#### Selected text
────────────────

Sudbury

New president of Ontario Association of Architects wants to put a spotlight on Sudbury

The new president of the Ontario Association of Architects hopes to use that role to put the spotlight on his hometown of Sudbury.

Ted Wilson says his hometown has potential to improve its downtown core

A man wearing glasses standing against a grey backdrop.
Ted Wilson teaches at the McEWen School of Architecture in Sudbury and is the new president of the Ontario Association of Architects. (Jonathan Migneault/CBC)

The new president of the Ontario Association of Architects hopes to use that role to put the spotlight on his hometown of Sudbury.

In addition to leading the regulatory body for architects in the province, Ted Wilson teaches at Laurentian University's McEwen School of Architecture in the downtown area.

Wilson grew up in Sudbury, but later moved to Toronto with his family and eventually studied architecture at the University of Waterloo.

────────────────

#### Dataset excerpts

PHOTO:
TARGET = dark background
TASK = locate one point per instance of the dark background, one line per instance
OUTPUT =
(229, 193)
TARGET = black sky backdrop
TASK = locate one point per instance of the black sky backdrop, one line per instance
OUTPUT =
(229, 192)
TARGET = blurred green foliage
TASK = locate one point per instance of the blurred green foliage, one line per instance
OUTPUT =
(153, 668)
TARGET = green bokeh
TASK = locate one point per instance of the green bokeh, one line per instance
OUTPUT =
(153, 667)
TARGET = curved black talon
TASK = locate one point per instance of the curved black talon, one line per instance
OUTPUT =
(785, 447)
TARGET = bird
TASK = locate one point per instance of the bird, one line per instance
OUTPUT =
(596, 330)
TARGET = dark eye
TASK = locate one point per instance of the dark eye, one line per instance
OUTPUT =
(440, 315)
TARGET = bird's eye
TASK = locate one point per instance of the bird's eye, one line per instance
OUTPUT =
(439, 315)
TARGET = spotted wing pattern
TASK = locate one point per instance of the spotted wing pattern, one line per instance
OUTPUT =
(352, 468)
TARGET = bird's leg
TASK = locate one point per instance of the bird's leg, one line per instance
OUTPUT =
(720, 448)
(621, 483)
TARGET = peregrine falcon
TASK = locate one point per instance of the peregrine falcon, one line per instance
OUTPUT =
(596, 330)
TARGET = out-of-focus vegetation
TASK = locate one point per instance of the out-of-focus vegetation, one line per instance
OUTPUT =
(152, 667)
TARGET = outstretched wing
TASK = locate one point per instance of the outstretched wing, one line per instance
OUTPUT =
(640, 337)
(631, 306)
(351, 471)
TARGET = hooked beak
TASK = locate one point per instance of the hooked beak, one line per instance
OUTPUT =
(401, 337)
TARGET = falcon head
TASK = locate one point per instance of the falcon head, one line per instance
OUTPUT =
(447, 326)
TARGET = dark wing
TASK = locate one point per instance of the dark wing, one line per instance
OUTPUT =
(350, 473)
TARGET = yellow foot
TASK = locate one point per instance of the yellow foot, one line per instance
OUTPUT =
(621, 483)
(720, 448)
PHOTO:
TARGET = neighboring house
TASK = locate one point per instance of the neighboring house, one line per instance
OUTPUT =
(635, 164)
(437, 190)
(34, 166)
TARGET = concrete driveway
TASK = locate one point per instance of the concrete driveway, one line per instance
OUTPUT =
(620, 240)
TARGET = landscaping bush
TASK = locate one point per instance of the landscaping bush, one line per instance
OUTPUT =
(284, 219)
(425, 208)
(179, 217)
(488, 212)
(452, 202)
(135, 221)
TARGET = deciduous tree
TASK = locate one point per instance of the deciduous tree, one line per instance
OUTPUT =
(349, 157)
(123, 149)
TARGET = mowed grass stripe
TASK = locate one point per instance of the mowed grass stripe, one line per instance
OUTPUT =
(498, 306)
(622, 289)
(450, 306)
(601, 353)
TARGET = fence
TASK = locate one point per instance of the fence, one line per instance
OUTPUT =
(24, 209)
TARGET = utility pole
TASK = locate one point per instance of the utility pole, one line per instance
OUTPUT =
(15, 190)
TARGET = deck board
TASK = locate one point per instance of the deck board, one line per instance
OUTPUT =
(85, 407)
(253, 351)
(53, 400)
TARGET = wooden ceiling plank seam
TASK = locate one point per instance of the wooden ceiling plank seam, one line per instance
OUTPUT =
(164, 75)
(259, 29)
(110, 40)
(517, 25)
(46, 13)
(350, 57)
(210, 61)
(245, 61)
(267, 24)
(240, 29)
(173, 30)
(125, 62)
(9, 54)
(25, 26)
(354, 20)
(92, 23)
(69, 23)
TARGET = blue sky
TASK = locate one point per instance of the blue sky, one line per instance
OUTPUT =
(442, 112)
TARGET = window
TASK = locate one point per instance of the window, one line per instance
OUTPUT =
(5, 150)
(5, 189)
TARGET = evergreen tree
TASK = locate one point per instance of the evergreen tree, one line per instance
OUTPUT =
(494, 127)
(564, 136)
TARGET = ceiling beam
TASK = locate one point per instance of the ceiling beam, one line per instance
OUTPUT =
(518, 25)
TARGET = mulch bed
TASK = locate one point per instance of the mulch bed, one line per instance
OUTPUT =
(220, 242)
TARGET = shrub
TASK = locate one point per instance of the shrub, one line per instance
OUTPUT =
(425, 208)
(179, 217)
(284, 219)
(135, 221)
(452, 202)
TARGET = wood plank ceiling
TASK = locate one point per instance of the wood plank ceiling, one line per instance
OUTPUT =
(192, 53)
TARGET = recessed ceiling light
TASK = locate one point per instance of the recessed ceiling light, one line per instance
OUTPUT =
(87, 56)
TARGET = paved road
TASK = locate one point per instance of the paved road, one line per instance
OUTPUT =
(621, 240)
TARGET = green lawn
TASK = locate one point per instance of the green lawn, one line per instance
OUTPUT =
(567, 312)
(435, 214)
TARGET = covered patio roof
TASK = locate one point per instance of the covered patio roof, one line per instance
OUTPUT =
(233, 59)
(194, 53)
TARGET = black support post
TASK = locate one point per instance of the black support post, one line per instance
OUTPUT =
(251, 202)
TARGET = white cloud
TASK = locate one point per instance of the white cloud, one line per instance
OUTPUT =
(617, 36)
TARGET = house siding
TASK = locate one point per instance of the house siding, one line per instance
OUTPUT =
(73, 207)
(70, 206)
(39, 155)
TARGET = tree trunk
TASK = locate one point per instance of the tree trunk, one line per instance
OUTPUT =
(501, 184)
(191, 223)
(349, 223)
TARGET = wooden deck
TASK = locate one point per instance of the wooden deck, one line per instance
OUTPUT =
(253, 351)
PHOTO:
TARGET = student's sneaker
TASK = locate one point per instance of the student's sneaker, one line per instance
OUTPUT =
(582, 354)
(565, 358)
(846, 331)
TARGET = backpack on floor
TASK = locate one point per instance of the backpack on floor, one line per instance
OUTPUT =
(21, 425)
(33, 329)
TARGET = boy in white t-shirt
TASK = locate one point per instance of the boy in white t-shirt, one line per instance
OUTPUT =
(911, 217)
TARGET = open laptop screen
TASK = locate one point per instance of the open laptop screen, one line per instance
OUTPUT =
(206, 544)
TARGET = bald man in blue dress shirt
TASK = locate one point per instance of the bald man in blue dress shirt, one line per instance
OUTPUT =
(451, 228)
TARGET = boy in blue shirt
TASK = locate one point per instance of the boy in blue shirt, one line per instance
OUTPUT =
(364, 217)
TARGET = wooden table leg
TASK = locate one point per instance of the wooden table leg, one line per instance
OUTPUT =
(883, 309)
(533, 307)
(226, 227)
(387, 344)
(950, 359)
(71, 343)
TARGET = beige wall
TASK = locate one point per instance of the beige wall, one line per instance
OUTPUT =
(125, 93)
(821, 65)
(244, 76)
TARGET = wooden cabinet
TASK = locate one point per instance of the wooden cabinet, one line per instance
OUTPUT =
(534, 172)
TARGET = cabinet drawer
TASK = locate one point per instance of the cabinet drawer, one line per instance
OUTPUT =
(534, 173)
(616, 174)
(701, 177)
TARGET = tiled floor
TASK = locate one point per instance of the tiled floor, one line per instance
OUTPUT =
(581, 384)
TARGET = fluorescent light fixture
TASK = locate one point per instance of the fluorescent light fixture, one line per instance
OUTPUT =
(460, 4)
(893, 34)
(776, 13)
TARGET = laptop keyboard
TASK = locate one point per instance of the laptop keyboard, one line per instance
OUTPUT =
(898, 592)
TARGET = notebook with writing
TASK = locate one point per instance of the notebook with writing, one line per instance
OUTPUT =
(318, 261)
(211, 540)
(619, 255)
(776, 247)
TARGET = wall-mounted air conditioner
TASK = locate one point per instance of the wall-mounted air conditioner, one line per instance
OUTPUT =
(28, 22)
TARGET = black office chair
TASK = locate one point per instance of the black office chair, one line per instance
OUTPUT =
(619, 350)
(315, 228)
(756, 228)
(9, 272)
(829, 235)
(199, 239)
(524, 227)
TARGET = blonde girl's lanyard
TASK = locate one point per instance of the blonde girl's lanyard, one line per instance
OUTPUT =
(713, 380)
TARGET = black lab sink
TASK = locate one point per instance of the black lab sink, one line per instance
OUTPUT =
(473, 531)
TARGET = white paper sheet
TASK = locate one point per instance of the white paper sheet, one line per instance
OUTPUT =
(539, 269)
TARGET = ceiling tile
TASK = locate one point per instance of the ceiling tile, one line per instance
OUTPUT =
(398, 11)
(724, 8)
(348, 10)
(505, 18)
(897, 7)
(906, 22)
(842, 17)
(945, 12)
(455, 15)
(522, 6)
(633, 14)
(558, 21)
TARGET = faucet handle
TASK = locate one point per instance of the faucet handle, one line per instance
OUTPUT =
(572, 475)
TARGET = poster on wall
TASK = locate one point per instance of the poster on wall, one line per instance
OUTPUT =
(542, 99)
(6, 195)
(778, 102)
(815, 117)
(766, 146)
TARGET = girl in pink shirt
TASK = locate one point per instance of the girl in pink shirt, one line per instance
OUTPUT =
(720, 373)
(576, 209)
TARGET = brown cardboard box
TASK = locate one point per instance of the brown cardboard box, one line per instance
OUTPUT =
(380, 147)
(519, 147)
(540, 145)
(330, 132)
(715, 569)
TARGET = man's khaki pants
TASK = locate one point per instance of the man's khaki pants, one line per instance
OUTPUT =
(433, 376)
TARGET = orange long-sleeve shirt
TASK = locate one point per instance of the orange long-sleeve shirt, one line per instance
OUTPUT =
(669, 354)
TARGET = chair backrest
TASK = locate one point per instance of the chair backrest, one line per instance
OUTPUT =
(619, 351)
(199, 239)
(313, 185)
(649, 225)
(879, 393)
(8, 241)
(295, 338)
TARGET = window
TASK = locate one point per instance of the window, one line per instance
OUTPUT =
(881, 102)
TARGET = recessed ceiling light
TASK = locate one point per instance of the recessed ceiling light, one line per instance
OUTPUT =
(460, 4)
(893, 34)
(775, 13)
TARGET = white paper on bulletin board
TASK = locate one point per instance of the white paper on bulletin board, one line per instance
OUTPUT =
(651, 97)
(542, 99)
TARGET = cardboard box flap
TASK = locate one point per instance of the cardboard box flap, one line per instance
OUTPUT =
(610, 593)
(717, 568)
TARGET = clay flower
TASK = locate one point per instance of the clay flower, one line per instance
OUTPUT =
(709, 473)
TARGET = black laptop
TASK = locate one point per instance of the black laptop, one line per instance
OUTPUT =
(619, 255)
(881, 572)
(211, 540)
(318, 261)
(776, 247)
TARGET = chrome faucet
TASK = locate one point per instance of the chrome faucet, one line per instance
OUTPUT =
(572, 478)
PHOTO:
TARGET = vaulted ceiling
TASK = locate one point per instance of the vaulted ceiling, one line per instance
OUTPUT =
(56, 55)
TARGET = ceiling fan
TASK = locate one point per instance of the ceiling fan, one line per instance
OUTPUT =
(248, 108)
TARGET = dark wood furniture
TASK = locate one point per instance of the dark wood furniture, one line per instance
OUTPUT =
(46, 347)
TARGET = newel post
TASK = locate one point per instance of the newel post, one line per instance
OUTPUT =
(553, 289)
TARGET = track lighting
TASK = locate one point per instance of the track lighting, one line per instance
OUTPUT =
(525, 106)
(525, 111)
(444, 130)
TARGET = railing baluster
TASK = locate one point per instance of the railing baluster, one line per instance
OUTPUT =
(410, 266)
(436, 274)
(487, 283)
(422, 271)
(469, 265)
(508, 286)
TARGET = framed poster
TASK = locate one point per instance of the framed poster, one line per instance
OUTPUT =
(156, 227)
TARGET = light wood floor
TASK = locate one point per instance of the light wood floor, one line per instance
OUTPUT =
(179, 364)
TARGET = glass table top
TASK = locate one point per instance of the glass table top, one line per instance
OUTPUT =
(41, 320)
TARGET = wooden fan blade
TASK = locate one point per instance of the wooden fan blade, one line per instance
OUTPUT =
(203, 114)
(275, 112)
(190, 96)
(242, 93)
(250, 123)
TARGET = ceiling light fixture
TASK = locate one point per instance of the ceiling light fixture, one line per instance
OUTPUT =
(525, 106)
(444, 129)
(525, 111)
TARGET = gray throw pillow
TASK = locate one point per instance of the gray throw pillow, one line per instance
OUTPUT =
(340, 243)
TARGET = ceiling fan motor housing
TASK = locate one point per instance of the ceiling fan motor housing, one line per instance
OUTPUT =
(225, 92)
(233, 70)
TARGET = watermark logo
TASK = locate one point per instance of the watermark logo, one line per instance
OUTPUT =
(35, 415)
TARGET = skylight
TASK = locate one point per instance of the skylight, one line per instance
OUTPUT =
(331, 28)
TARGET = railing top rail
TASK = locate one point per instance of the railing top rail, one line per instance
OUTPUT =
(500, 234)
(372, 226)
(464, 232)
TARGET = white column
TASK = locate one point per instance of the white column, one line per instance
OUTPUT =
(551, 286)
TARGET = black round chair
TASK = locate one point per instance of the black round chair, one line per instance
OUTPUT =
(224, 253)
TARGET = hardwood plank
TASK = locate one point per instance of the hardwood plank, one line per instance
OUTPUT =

────────────────

#### Required tasks
1. Retype the passage of the article on Ted Wilson that opens with the words containing "New president of Ontario" and closes with "the downtown area.".
2. Write what comes next in the article on Ted Wilson, picking up right after its final sentence.
None of the data is needed here.

#### Answers below
1.
New president of Ontario Association of Architects wants to put a spotlight on Sudbury

The new president of the Ontario Association of Architects hopes to use that role to put the spotlight on his hometown of Sudbury.

Ted Wilson says his hometown has potential to improve its downtown core

A man wearing glasses standing against a grey backdrop.
Ted Wilson teaches at the McEWen School of Architecture in Sudbury and is the new president of the Ontario Association of Architects. (Jonathan Migneault/CBC)

The new president of the Ontario Association of Architects hopes to use that role to put the spotlight on his hometown of Sudbury.

In addition to leading the regulatory body for architects in the province, Ted Wilson teaches at Laurentian University's McEwen School of Architecture in the downtown area.

2.
He returned to Sudbury when he became the architectural co-ordinator for a project to build Canada's newest architecture school in downtown Sudbury. The school opened in 2013 and Wilson later became a professor there.

He said returning to his hometown later in life has given him a new perspective on the northern Ontario city.

"I think having seen and walked through the smelter in Copper Cliff when I was a kid and having seen the Super Stack go up — the world before it, the world after it — I'm seeing the full arc of what is now becoming the end of that story," he said.

"And in the middle of that, seeing the incredible transformation to the place from what it was when I was young."

A large building that takes up a city block.
Laurentian University's McEwen School of Architecture opened in downtown Sudbury in September 2013. (Jonathan Migneault/CBC)

Wilson said he finds inspiration in Sudbury's regreening efforts, where millions of trees were planted to revitalize a landscape that was made bare by over a century of mining activity.

"It takes a little bit of time for them to appreciate that when they walk in the forest," he said about his students.

"If we're out at Lake Laurentian or one of the other parts of the major conservation areas here, to know that all of what they see around them has only been here for 30 or 40 years — the forest didn't exist prior to that."

Wilson said he believes the same potential for transformation exists in Sudbury's downtown core.

The McEwen School of Architecture was built downtown, in part, in an effort to revitalize that area of the city.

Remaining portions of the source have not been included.